[[ Source information open ]]

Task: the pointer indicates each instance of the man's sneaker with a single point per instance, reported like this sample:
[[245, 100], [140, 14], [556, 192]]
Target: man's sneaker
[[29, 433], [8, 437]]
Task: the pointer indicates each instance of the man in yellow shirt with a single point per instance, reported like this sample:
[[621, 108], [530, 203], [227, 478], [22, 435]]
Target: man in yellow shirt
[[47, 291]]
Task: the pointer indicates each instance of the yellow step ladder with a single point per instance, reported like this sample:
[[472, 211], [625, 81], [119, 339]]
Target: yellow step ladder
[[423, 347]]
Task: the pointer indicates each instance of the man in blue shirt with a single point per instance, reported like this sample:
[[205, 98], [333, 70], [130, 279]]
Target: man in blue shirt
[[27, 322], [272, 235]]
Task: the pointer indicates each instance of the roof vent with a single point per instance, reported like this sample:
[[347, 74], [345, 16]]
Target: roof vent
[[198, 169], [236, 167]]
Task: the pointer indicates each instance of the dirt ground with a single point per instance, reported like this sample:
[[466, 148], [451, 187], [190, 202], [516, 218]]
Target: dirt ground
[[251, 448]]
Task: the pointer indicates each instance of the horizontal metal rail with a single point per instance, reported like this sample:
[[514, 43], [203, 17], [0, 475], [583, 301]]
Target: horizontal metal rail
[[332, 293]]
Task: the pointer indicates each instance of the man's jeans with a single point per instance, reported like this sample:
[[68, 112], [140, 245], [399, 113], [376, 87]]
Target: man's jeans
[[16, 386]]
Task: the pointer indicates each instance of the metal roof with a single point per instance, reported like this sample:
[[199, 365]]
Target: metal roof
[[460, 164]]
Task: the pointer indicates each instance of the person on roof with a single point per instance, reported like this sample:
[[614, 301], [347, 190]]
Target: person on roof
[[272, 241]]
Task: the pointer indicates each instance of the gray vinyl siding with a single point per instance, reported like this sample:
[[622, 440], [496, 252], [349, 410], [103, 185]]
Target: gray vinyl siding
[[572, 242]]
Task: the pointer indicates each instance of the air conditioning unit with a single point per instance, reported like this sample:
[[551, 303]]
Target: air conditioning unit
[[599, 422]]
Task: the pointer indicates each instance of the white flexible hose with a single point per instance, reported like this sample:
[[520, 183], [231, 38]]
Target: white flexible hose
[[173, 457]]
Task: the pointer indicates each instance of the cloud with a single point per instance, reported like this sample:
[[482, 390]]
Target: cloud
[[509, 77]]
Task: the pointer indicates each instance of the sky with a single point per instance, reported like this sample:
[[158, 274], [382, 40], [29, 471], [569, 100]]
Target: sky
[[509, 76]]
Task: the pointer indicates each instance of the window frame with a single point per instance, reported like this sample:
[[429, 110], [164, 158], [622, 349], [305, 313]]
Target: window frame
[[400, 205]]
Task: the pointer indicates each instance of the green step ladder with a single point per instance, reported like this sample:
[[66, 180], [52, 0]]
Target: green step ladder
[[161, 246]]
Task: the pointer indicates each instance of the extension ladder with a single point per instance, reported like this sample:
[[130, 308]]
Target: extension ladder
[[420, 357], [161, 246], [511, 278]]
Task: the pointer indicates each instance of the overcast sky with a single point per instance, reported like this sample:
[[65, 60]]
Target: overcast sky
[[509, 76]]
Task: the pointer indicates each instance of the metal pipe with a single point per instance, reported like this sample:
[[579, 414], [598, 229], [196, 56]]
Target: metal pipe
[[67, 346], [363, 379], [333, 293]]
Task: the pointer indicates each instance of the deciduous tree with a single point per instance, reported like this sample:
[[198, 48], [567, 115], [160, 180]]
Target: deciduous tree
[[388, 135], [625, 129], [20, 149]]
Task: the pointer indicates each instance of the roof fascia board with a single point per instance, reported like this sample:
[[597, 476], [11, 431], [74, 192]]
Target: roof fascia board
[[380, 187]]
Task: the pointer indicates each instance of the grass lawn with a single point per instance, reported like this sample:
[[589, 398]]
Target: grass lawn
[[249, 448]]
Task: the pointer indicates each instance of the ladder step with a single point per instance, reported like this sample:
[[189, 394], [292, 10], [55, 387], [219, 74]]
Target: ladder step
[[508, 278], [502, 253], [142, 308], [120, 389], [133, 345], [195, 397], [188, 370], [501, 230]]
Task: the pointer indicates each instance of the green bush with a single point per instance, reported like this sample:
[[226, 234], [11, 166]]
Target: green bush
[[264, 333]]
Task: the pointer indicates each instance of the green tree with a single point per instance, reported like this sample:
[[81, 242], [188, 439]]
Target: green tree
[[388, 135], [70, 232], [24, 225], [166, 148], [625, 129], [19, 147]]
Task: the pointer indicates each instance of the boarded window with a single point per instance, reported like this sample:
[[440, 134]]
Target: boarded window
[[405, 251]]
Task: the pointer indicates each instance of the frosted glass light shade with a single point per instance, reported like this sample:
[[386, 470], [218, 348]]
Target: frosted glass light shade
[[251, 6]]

[[ Source information closed ]]

**Assignment**
Take the data above and return it exactly.

**Answer section**
Task: the pointer indicates each instance of the man's sneaker with a single point per instance, reported like this sample:
[[245, 100], [140, 14], [556, 192]]
Target: man's sneaker
[[29, 433], [8, 437]]
Task: the pointer indicates each instance of the man in yellow shirt with a single point per instance, reported like this sample:
[[621, 108], [530, 203], [227, 478], [22, 435]]
Target: man in yellow shirt
[[47, 291]]
Task: the pointer indicates each instance of the yellow step ladder with a single point per instance, reported like this sample:
[[472, 211], [625, 81], [119, 339]]
Target: yellow step ladder
[[423, 347]]
Task: the pointer indicates each instance of the man in blue shirt with a single point per instance, reported like this sample:
[[205, 98], [333, 70], [130, 279]]
Target: man in blue shirt
[[27, 322], [272, 235]]
Task: the pointer indicates each instance of the roof vent with a single point per instance, reported like this sample:
[[347, 74], [345, 16]]
Target: roof vent
[[198, 169], [236, 167]]
Task: the pointer indicates each instance of the dirt ground with a single point per instance, reported like this sample:
[[466, 148], [451, 187], [190, 202], [516, 218]]
Target: dirt ground
[[251, 448]]
Task: the pointer indicates each instance of the horizontal metal rail with a single point per instance, reported like this sample:
[[514, 43], [203, 17], [0, 475], [583, 301]]
Target: horizontal metal rail
[[332, 293]]
Task: the pointer indicates each instance of the man's jeans with a single point per instance, reported like this sample:
[[68, 112], [140, 245], [399, 113], [376, 87]]
Target: man's jeans
[[16, 386]]
Task: the pointer indicates each instance of the metal roof with a single point per instance, reported like this sample:
[[199, 365]]
Target: metal roof
[[460, 164]]
Task: the pointer indicates each instance of the person on roof with a single point per instance, reported like this sample:
[[614, 301], [347, 190]]
Target: person on roof
[[272, 241]]
Task: the pointer indicates each instance of the gray vinyl siding with a single point per instance, reported like this sample:
[[622, 440], [496, 252], [349, 410], [103, 185]]
Target: gray vinyl siding
[[572, 242]]
Task: the pointer indicates each instance of the air conditioning unit with a single point per instance, reported like this sample:
[[551, 303]]
Target: air conditioning unit
[[599, 422]]
Task: the pointer indicates each instance of the white flexible hose with a single point per instance, reported like this sample:
[[520, 183], [231, 38]]
Target: white flexible hose
[[173, 457]]
Task: the pointer indicates each instance of the cloud with a single point per instance, reported like this sample:
[[482, 390]]
Target: cloud
[[509, 77]]
Task: the pointer indicates each instance of the sky with a single point per instance, reported like this sample:
[[158, 274], [382, 40], [29, 471], [569, 100]]
Target: sky
[[509, 76]]
Task: the pointer indicates each instance of the window frame with a single point per instance, reported like this sample:
[[429, 110], [164, 158], [622, 349], [305, 313]]
Target: window frame
[[400, 205]]
Task: the pointer indicates each instance of the green step ladder with a single point per instance, reported like this sample:
[[66, 180], [52, 0]]
Target: green step ladder
[[161, 246]]
Task: the pointer indicates each instance of the extension ladder with a single point per instance, reported like this sample:
[[130, 308]]
Target: extension ladder
[[420, 357], [161, 246], [511, 278]]
Task: the pointer indicates each instance of the overcast sky with a single point per instance, reported like this sample:
[[65, 60]]
Target: overcast sky
[[509, 76]]
Task: the pointer indicates each instance of the metal pipe with a single point per instance, reported like this sample:
[[579, 414], [598, 229], [196, 56]]
Target: metal pipe
[[67, 346], [363, 379], [333, 293]]
Task: the pointer indicates each instance of the deciduous tree with a single point per instance, reported like this sample:
[[198, 48], [567, 115], [160, 180]]
Target: deciduous tree
[[388, 135], [625, 129], [20, 149]]
Task: the pointer indicates each instance of the roof fascia board with a single point per instance, reported like this sample:
[[597, 476], [11, 431], [74, 192]]
Target: roof fascia board
[[380, 187]]
Task: the pointer indicates each instance of the grass lawn with a single point per instance, reported like this sample:
[[589, 398]]
Target: grass lawn
[[249, 448]]
Task: the pointer indicates each instance of the ladder step with a single point per instance, reported like this sample:
[[189, 394], [292, 10], [55, 387], [219, 74]]
Target: ladder step
[[508, 278], [502, 253], [142, 308], [120, 389], [133, 345], [195, 397], [188, 370], [501, 230]]
Task: the pointer indicates each instance of the green bush with a single point per instance, reported like this sample:
[[226, 234], [11, 166]]
Target: green bush
[[264, 333]]
Task: the pointer indicates each instance of the green tree with a single point per instance, reported like this sample:
[[81, 242], [188, 439]]
Target: green tree
[[388, 135], [70, 232], [24, 225], [166, 148], [625, 129], [19, 147]]
Task: the pointer indicates each instance of the boarded window with a single point per instance, reported like this sample:
[[440, 134]]
Target: boarded window
[[405, 251]]
Task: the pointer indicates each instance of the frosted glass light shade with a single point per instance, reported like this sample:
[[386, 470], [218, 348]]
Target: frosted glass light shade
[[251, 6]]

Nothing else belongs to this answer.